── Data ──

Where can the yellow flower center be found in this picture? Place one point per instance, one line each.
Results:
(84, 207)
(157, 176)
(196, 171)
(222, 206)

───

> Task prompt: All records are to be retyped exactly. None may be omitted.

> Solution below:
Where can the yellow flower center be found in this picture? Place one point per instance, one line each.
Results:
(84, 207)
(157, 176)
(196, 171)
(222, 206)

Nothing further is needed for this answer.